START ENTRIES PROVIDED
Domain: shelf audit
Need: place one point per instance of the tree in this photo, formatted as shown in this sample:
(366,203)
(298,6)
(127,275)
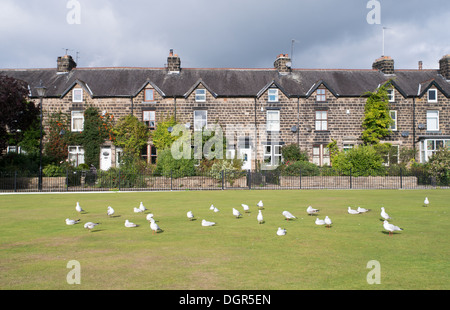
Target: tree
(376,116)
(17,114)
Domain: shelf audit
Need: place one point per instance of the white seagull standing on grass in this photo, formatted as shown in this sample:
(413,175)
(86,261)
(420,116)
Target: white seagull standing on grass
(281,231)
(90,225)
(391,227)
(288,215)
(78,208)
(260,217)
(384,215)
(72,222)
(351,211)
(207,223)
(153,226)
(236,213)
(110,211)
(129,224)
(310,210)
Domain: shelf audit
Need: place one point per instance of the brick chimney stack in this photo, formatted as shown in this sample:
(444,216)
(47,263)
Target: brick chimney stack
(384,64)
(283,63)
(173,63)
(444,66)
(65,64)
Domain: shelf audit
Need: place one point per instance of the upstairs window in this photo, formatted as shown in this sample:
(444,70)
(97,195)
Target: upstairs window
(320,95)
(432,95)
(200,95)
(77,95)
(273,95)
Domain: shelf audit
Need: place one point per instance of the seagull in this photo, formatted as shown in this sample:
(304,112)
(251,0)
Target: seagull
(260,204)
(288,215)
(281,231)
(327,221)
(90,225)
(310,210)
(110,211)
(78,208)
(320,222)
(153,226)
(384,215)
(351,211)
(236,213)
(149,216)
(207,223)
(260,217)
(129,224)
(362,210)
(141,207)
(391,227)
(72,222)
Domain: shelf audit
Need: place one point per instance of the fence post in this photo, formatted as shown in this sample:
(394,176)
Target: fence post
(350,178)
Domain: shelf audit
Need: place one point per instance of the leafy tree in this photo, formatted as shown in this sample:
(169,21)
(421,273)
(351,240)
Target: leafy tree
(376,115)
(17,114)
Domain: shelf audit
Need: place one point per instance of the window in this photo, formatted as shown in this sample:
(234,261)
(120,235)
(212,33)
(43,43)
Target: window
(149,95)
(321,155)
(430,146)
(432,95)
(272,155)
(76,155)
(391,95)
(77,95)
(77,118)
(432,120)
(200,95)
(200,119)
(273,95)
(320,95)
(393,125)
(273,120)
(149,119)
(321,120)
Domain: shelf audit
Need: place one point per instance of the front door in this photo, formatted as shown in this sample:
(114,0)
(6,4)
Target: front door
(105,158)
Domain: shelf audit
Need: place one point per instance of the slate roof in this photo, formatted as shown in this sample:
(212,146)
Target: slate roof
(126,82)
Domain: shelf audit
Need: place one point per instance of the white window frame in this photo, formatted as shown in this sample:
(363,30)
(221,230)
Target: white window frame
(321,123)
(200,95)
(393,115)
(321,95)
(200,119)
(435,95)
(77,95)
(430,118)
(77,152)
(391,94)
(273,120)
(272,95)
(149,119)
(76,115)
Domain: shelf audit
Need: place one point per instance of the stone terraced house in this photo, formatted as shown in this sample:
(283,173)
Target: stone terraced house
(259,109)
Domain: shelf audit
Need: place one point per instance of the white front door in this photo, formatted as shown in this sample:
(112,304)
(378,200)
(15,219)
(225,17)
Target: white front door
(246,156)
(105,158)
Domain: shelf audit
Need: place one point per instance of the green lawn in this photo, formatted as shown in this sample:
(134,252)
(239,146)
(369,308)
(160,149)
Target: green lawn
(237,254)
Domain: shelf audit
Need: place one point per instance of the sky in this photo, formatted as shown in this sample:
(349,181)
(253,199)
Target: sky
(319,34)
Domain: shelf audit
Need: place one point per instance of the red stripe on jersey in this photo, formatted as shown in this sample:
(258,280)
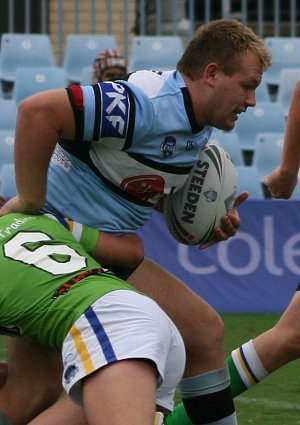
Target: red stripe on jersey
(77,96)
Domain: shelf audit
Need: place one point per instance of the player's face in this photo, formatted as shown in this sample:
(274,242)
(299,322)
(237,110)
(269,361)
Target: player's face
(232,95)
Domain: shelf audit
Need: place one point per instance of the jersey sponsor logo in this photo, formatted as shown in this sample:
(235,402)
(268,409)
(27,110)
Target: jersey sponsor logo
(143,187)
(168,146)
(115,111)
(70,373)
(190,145)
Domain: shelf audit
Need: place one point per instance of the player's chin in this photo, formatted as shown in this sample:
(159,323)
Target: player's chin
(228,125)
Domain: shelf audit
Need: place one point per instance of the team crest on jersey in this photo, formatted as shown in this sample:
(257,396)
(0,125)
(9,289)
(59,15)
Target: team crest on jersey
(115,110)
(190,145)
(70,373)
(210,195)
(168,146)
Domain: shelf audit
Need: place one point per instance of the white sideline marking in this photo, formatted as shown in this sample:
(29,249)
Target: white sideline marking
(270,403)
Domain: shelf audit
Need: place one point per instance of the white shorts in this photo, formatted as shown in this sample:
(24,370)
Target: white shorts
(144,331)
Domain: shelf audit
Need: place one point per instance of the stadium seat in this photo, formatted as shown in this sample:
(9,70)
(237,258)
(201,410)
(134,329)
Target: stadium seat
(86,76)
(287,81)
(31,80)
(7,138)
(8,187)
(81,51)
(229,141)
(285,54)
(8,108)
(249,181)
(155,52)
(24,50)
(262,92)
(264,117)
(267,153)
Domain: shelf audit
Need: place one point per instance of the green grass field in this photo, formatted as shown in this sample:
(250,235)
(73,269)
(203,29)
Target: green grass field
(275,401)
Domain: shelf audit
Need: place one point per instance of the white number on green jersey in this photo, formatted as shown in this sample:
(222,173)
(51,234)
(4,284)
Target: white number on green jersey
(30,248)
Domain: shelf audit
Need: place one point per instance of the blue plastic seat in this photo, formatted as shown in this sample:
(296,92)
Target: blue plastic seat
(7,139)
(81,51)
(249,181)
(267,153)
(9,109)
(86,76)
(155,52)
(285,54)
(31,80)
(264,117)
(24,50)
(287,80)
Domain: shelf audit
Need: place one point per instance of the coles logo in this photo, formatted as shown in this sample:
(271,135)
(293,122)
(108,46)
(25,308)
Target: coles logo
(143,187)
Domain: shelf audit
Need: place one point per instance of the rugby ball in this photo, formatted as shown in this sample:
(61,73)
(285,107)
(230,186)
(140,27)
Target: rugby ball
(194,210)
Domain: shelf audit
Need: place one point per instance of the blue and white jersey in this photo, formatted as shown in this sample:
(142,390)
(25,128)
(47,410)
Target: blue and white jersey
(136,141)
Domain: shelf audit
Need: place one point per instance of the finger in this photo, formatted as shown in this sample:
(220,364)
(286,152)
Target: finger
(242,197)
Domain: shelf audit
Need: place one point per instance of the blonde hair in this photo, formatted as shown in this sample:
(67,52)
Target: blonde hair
(223,41)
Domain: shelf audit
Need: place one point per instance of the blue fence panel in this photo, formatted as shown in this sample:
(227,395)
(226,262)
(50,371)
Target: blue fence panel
(257,271)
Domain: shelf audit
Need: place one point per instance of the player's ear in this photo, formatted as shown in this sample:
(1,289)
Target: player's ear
(210,73)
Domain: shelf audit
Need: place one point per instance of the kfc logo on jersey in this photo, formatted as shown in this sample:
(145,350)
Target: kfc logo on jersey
(115,110)
(168,146)
(143,187)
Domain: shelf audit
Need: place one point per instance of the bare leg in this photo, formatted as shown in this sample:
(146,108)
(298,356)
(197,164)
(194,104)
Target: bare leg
(199,324)
(33,381)
(123,393)
(63,412)
(281,344)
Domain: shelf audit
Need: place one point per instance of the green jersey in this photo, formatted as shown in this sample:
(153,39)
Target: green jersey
(48,278)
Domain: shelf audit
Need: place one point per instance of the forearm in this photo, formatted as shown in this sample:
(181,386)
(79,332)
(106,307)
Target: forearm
(126,250)
(291,148)
(39,126)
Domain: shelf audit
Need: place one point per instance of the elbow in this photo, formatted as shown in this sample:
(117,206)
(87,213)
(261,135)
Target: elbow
(136,255)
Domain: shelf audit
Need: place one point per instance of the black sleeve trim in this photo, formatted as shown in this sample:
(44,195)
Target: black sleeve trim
(78,115)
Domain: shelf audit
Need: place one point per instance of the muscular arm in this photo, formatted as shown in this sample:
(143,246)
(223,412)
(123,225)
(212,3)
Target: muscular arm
(42,119)
(282,181)
(125,250)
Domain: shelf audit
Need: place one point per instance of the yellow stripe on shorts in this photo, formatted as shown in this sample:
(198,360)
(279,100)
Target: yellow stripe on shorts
(244,366)
(82,350)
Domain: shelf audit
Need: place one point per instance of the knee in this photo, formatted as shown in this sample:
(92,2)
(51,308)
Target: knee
(208,336)
(42,398)
(290,343)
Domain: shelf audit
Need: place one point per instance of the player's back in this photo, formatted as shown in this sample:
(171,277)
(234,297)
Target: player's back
(39,260)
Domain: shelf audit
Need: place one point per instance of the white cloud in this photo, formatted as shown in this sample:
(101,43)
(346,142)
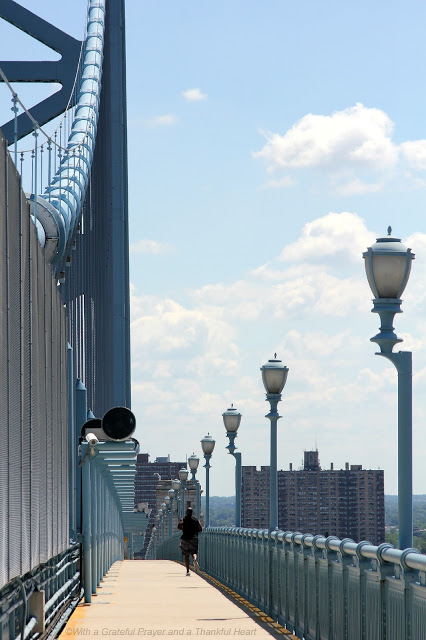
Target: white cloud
(162,121)
(344,234)
(358,136)
(353,147)
(147,246)
(194,95)
(312,305)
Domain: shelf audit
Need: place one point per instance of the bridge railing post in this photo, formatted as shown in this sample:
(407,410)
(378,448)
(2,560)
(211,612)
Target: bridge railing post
(87,525)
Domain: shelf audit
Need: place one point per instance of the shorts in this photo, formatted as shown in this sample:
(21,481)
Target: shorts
(189,546)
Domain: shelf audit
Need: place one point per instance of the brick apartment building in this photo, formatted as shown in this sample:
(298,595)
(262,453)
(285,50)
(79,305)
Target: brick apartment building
(347,503)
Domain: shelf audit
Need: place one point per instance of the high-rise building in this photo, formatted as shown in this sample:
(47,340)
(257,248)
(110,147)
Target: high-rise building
(162,490)
(148,475)
(347,503)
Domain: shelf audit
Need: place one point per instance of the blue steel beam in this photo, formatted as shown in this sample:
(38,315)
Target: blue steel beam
(62,71)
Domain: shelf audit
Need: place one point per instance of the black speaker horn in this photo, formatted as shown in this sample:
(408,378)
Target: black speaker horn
(119,424)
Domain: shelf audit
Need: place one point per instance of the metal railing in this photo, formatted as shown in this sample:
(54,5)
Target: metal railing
(57,581)
(319,588)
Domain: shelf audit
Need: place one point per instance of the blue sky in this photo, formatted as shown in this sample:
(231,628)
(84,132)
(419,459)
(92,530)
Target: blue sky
(269,144)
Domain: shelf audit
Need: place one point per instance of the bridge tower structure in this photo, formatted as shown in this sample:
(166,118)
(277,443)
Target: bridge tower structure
(93,264)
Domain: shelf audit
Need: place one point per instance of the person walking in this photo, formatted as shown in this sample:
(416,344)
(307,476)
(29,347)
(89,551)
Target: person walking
(190,527)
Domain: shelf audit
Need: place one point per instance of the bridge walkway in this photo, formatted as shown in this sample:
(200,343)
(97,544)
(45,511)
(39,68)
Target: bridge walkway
(154,599)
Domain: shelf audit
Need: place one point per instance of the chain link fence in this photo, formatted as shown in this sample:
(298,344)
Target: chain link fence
(34,521)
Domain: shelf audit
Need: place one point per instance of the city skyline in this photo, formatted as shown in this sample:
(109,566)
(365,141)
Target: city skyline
(269,145)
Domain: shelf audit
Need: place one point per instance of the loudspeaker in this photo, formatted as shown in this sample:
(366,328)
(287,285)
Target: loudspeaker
(119,424)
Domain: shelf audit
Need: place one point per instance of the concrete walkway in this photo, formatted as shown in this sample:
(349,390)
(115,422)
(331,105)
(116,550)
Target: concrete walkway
(154,598)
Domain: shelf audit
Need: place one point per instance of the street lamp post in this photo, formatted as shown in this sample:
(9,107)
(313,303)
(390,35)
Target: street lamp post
(172,497)
(231,420)
(193,462)
(167,503)
(163,509)
(207,444)
(388,266)
(274,376)
(154,531)
(183,477)
(176,487)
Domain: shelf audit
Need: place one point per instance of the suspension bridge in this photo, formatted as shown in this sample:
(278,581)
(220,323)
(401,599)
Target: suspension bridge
(68,458)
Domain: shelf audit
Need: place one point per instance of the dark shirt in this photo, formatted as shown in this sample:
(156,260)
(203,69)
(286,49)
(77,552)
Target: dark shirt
(190,528)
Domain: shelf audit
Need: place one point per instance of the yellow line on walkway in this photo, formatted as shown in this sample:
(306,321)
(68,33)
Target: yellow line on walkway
END ENTRIES PROVIDED
The reply should hold exactly the lines above, starting at the line with "Need: place one point per instance of the leafy" and ending at the line with "Need: place one point per instance of the player's face", and no pictures.

Need: place one point per instance of the leafy tree in this photo, formatted as shown in this sample:
(169,21)
(421,273)
(351,240)
Target: leafy tree
(376,115)
(17,114)
Domain: shelf audit
Need: place one point per instance of the window in this photo, formatted as shown in this sample:
(234,261)
(120,235)
(212,33)
(43,43)
Target: window
(149,95)
(321,155)
(430,146)
(432,95)
(272,155)
(76,155)
(391,95)
(77,95)
(77,118)
(432,120)
(200,95)
(200,119)
(273,95)
(320,95)
(393,125)
(273,120)
(149,119)
(321,120)
Domain: shelf audit
Need: place one point per instance of the front door in this photo, formatted as shown in this sample:
(114,0)
(6,4)
Target: front door
(105,158)
Domain: shelf audit
Need: place one point per instance of the slate roof in this photo, formatted as shown in this sample:
(212,146)
Target: slate roof
(126,82)
Domain: shelf audit
Need: place one point per instance of the white window frame in this photo, formatted as shown in this sample:
(363,30)
(221,230)
Target: white window frame
(321,123)
(200,95)
(393,115)
(321,95)
(200,119)
(435,95)
(77,95)
(430,118)
(77,152)
(391,94)
(273,120)
(272,95)
(149,119)
(76,115)
Domain: shelf audit
Need: place one point per instance of the stone terraced house in this photo, formatted as shown in this sample:
(283,173)
Target: stone terraced house
(259,109)
Domain: shelf audit
Need: place one point per instance of the white front door in this photo, formatted as shown in this sample:
(112,304)
(378,200)
(15,219)
(225,17)
Target: white front door
(246,156)
(105,158)
Domain: shelf audit
Need: place one point per instance of the green lawn in this photo, formatted as shown in this sample:
(134,252)
(239,146)
(369,308)
(160,149)
Target: green lawn
(237,254)
Domain: shelf audit
Need: place one point per instance of the sky in this photo, formatted as shown in this sample:
(349,181)
(253,199)
Target: sky
(319,34)
Domain: shelf audit
Need: place one point per instance of the red stripe on jersey in this photo, formatted as shown in this sample:
(258,280)
Target: red stripe on jersey
(77,96)
Domain: shelf audit
Need: place one point per instance of the player's face in this photo, formatted as shown in this sample:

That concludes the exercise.